● **Task brief**
Leave out the pictures and restate the rest of the data exactly.

Dataset records: Begin

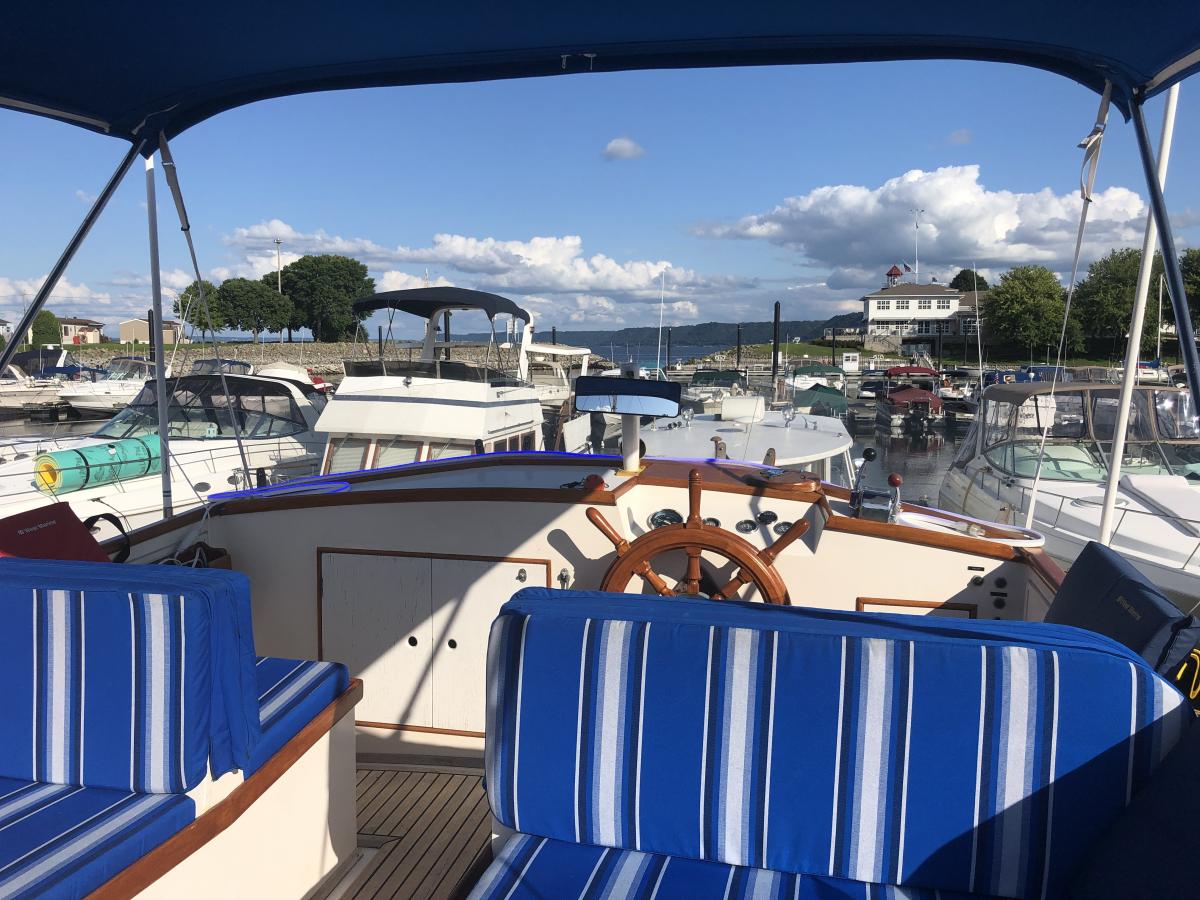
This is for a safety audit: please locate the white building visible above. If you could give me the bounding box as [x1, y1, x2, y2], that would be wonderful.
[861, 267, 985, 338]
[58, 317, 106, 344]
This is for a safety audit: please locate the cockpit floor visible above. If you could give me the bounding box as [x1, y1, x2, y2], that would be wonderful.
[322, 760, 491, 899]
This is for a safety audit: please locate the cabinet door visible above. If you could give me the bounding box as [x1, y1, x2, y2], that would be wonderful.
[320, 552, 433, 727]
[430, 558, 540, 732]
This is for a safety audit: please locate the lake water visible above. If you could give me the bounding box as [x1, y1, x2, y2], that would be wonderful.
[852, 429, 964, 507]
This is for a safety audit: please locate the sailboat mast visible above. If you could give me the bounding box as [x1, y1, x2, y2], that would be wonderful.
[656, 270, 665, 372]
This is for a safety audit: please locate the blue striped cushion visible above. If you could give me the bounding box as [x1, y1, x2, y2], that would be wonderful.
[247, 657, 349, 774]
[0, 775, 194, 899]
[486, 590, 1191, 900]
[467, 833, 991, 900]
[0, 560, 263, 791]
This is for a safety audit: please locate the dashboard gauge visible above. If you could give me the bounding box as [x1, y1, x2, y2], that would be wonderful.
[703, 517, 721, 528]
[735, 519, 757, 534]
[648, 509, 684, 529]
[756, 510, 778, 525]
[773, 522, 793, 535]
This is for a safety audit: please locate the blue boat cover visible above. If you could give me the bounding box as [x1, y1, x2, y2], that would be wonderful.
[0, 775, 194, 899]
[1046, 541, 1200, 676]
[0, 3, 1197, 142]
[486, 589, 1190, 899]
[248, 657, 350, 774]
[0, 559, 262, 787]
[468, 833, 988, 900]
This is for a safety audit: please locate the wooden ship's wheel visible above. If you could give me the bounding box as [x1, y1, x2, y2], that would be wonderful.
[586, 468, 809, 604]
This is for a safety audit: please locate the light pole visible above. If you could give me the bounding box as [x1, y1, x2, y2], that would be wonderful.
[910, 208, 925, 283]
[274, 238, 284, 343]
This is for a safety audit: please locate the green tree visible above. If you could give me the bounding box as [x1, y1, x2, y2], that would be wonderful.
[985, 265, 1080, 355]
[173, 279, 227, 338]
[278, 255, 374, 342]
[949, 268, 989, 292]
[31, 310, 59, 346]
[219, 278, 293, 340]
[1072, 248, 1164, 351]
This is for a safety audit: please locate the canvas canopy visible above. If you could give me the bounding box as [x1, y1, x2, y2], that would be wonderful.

Dataset records: End

● **Result of the exercise**
This is for a safety audit: please locate the white building visible above. If you could give me the bounding box as [x1, y1, x2, y2], that would be wonderful.
[861, 267, 985, 338]
[58, 317, 106, 344]
This is for a safety audit: please locate the cockpit floor visible above. If you could give me the bounding box as [x1, y1, x2, y2], that would be wonderful.
[322, 760, 491, 899]
This is for a safety audit: please locate the cabinet door visible above. If you could give me the bounding box as [x1, y1, x2, y2], that would be wonderful.
[320, 552, 433, 727]
[430, 558, 540, 732]
This is for a safety audit: please locate the lake water visible above. If you could give me the bounding box as [x1, y1, x2, y2], that would be wonderful.
[852, 429, 964, 507]
This is for a safety audit: please locate the sailboat mast visible above. If you could give me the bounding box as [x1, y1, x2, y2], that would be wonderful.
[656, 270, 665, 372]
This is for a safety audit: please locate the blue striped cushion visible above. If you could give me the bounding box as [x1, y1, x2, y2], that would be wonderful.
[247, 657, 349, 774]
[0, 775, 194, 899]
[486, 590, 1191, 900]
[467, 833, 991, 900]
[0, 560, 263, 791]
This is for a safety audit: please locate the dashboard gauge visible above. If you could give me the bounding box as [x1, y1, x2, y2], that would be wonderful.
[703, 517, 721, 528]
[735, 519, 757, 534]
[648, 509, 684, 529]
[756, 510, 778, 525]
[773, 522, 793, 535]
This is for a safety audit: please locate the blue boat cover visible above. If you could give me the bounding box as [x1, y1, x2, y2], that would be wonderful.
[0, 775, 194, 899]
[1046, 541, 1200, 676]
[0, 3, 1197, 142]
[486, 589, 1190, 899]
[248, 657, 350, 774]
[0, 559, 262, 787]
[468, 833, 988, 900]
This is for a safety audit: please locate the wooden ship's wheel visible above. If you could give me the bounding box as [x1, y1, x2, y2], that would be wonderful.
[586, 468, 809, 604]
This is for a safety audit: please locate the light pole visible above. If you could give me the bounding box as [x1, y1, x2, y2], that would be wonderful.
[910, 208, 925, 283]
[274, 238, 284, 343]
This is for a safety audit: please locate the green tree visible above. If you could give me the bounding box as [x1, y1, x2, y2], that would be wonderful.
[985, 265, 1080, 355]
[173, 279, 227, 338]
[278, 255, 374, 342]
[949, 268, 989, 292]
[31, 310, 59, 346]
[219, 278, 293, 340]
[1072, 248, 1164, 351]
This is for a safety audit: please locate the canvas canopy visible above. If you could give me the bounding box as [x1, y1, x2, y2], that would be wonderful.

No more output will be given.